What the task asks: All of the data should be output character for character, except the pictures.

[Image-grounded pointing data]
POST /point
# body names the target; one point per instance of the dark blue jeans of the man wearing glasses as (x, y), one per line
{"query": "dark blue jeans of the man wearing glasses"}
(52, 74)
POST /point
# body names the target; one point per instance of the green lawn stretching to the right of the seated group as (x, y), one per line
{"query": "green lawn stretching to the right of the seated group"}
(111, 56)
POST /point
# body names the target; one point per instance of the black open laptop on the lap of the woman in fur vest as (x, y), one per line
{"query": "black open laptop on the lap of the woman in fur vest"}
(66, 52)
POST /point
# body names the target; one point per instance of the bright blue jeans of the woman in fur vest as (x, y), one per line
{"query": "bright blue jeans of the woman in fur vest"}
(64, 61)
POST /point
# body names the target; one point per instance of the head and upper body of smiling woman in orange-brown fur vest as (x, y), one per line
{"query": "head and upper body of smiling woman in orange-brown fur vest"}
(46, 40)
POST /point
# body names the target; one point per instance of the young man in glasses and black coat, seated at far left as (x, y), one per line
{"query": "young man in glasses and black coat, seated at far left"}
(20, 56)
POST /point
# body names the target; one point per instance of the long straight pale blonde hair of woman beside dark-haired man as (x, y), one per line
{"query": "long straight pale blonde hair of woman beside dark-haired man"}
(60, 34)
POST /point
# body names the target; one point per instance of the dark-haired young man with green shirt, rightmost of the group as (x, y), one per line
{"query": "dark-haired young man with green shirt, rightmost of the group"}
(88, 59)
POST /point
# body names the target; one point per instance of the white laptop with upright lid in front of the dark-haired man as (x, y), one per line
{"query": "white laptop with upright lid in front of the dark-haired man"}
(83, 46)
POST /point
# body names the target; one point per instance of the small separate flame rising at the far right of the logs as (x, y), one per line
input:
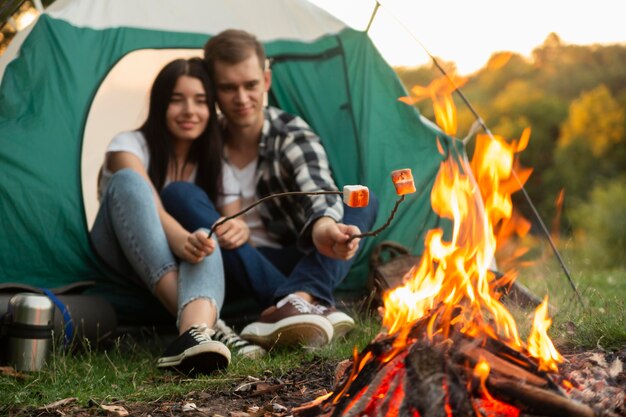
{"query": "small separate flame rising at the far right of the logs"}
(539, 344)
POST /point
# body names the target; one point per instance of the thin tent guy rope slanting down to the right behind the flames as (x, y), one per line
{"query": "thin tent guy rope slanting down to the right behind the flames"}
(542, 225)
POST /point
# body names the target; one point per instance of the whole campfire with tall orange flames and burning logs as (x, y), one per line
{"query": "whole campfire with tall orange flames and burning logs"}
(449, 346)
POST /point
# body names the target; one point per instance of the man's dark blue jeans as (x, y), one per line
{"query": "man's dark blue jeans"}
(268, 273)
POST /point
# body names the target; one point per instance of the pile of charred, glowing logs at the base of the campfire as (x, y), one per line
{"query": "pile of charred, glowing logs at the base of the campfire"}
(436, 379)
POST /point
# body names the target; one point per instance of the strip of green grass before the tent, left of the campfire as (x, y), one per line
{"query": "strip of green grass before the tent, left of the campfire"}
(126, 371)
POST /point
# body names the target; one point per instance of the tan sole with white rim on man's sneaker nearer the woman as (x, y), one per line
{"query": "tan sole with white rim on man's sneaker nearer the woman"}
(307, 330)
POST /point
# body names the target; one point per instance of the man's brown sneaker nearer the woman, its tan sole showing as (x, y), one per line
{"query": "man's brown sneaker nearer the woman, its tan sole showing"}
(292, 322)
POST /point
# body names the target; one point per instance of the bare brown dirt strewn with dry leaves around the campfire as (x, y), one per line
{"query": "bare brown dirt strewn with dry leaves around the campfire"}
(599, 377)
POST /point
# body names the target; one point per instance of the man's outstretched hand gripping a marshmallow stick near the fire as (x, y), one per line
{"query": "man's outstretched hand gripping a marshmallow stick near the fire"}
(331, 238)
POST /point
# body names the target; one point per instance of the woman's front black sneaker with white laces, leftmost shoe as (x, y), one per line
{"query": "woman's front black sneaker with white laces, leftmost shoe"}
(194, 352)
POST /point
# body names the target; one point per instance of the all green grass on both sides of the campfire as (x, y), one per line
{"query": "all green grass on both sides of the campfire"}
(126, 370)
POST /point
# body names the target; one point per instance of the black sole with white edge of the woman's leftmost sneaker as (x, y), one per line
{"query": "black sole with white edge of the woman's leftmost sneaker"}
(204, 358)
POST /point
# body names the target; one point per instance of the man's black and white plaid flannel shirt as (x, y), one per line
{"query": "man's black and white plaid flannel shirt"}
(292, 158)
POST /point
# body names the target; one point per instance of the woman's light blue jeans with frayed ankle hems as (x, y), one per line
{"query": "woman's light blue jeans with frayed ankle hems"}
(128, 236)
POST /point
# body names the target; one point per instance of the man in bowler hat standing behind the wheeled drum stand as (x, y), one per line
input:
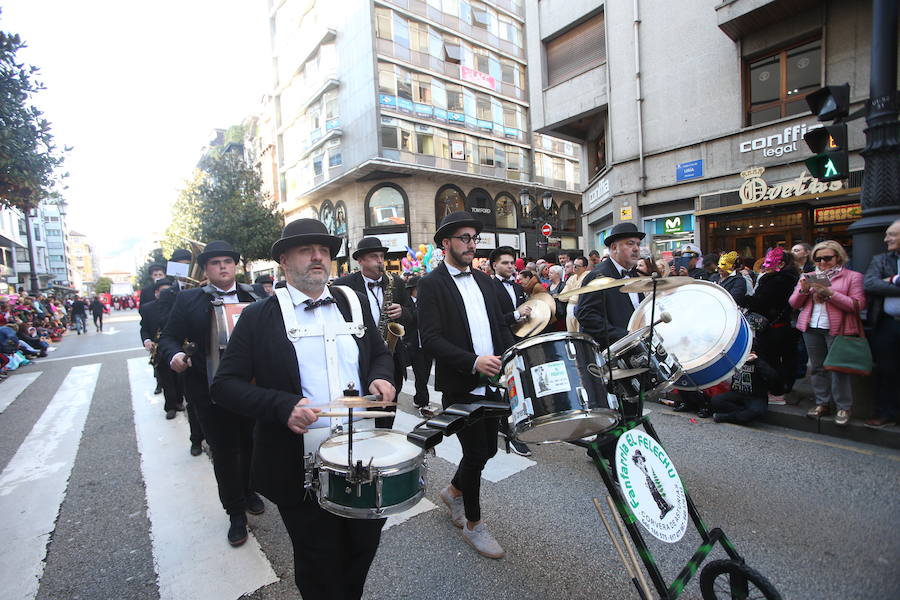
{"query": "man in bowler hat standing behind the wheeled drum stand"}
(605, 314)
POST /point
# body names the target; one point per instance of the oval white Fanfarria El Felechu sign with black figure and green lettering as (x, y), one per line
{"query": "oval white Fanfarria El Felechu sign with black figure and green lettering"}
(651, 486)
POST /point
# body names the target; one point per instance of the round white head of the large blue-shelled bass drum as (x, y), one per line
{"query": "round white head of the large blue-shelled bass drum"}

Task output:
POST /point
# body names the target; one point per instance of the dark blue jeans of the man wearing glasses as (x, y), one per line
{"query": "dark blue jeans of the man wearing glasses"}
(52, 74)
POST /point
# body names the target; one point per instance of the green lawn stretching to the right of the seated group as (x, y), one per line
{"query": "green lawn stretching to the right of the seated group"}
(111, 56)
POST /point
# body names the target; one point per instance of the black open laptop on the lap of the woman in fur vest as (x, y), one per line
{"query": "black open laptop on the lap of the woman in fur vest"}
(66, 52)
POST /point
# body names the target; one point per instance of the bright blue jeans of the woman in fur vest as (x, y), one per line
{"query": "bright blue jeans of the woman in fur vest"}
(64, 61)
POST /point
# body names the target; one point per instance of the head and upper body of smiling woman in orange-brown fur vest as (x, y), one per line
{"query": "head and upper body of smiling woman in orange-brown fur vest"}
(46, 40)
POST /point
# body names the target; one point per instance of the young man in glasses and black coat, seated at far left as (x, y), one per line
{"query": "young man in glasses and black coat, seated at far left"}
(20, 56)
POST /point
# body names the target; one point per instance of the long straight pale blonde hair of woman beside dark-haired man as (x, y), one per line
{"query": "long straight pale blonde hair of woman beside dark-haired man"}
(60, 34)
POST /point
# body names the target; one point per instance of the dark-haired young man with green shirt, rightmost of the group as (x, y), one per line
{"query": "dark-haired young man with green shirt, rightmost of the group"}
(88, 59)
POST /point
# body names the target; one point per instance of the white laptop with upright lid in front of the dark-haired man as (x, y), one per line
{"query": "white laptop with upright lid in front of the dark-haired man"}
(83, 46)
POST /point
# body names the target; one point per instance of the small separate flame rising at the far right of the logs as (x, y), one per line
input:
{"query": "small separate flame rising at the far right of the logs"}
(539, 344)
POST /point
# body names the target; one point per instance of the thin tent guy rope slanting down to the right behind the flames as (x, y), one per line
{"query": "thin tent guy rope slanting down to the right behind the flames"}
(542, 225)
POST /point
# body names the target; one point per instance of the whole campfire with tall orange flames and burning logs as (x, y), one per line
{"query": "whole campfire with tall orange flames and burning logs"}
(449, 346)
POST /point
# body names the target; one point per instance of the man's dark blue jeans as (x, y), one per line
{"query": "man's dark blue jeans"}
(268, 273)
POST /point
# body names the target; one point per instance of the pile of charred, glowing logs at the base of the campfire as (x, y), one per line
{"query": "pile of charred, glowing logs at the base of the campfire"}
(436, 379)
POST /point
# body names the target; one point per instance of the strip of green grass before the tent, left of the campfire as (x, y), one per line
{"query": "strip of green grass before the tent, left of the campfire"}
(126, 371)
POST /point
# body names the target; one point per instance of the tan sole with white rim on man's sneaker nearer the woman as (x, y), one per line
{"query": "tan sole with white rim on man's sneaker nearer the woman"}
(307, 330)
POST /point
# body names the target; one point per instance of the man's brown sneaker nearer the woman, its tan sole showing as (x, y), one per line
{"query": "man's brown sneaker nearer the woman, its tan sole showing"}
(292, 322)
POST /point
# body names the target; one point per instance of the bare brown dirt strewn with dry leaves around the campfire as (x, y), one per line
{"query": "bare brown dirt strewn with dry leaves around the campfire"}
(599, 377)
POST /point
# body names the target; one point per instance of the man's outstretched hand gripping a marshmallow stick near the fire as (x, y), one per line
{"query": "man's outstretched hand gripping a marshmallow stick near the fire"}
(331, 238)
POST /point
# body names the target; one point per instance of the woman's front black sneaker with white laces, leftmost shoe as (x, y), one per line
{"query": "woman's front black sneaker with white laces, leftmost shoe"}
(194, 352)
POST /point
# body names the target; one point per instance of the all green grass on both sides of the campfire as (x, y), one per line
{"query": "all green grass on both sides of the campfire"}
(126, 370)
POST /point
# body names the target; one point per instance of the black sole with white edge of the woman's leftmost sneaker as (x, y), one per line
{"query": "black sole with white edge of the woman's leftmost sneaker"}
(204, 358)
POST /point
# body names the target; one point per instance of the man's black and white plaid flannel shirt as (x, y), one per line
{"query": "man's black and white plaid flannel shirt"}
(292, 158)
POST /point
# body names the target; one point per instance of the woman's light blue jeans with frayed ankle hems as (x, y), one per line
{"query": "woman's light blue jeans with frayed ankle hems"}
(128, 236)
POST /point
# body names the target; one point per instance of the man in bowler hat standing behind the wheeled drum stand as (x, y), one per line
input:
{"query": "man in bowler hat standing behind the wheeled drum stand"}
(605, 314)
POST /point
# body names the target; one point per instance of the oval white Fanfarria El Felechu sign with black figure and green lettering as (x, y), one per line
{"query": "oval white Fanfarria El Felechu sign with black figure and green lettering"}
(651, 486)
POST /point
# body names the target; one point per instance of the round white head of the large blue-shelled bass drum as (x, y), one per line
{"query": "round white head of the large blue-shelled bass drum"}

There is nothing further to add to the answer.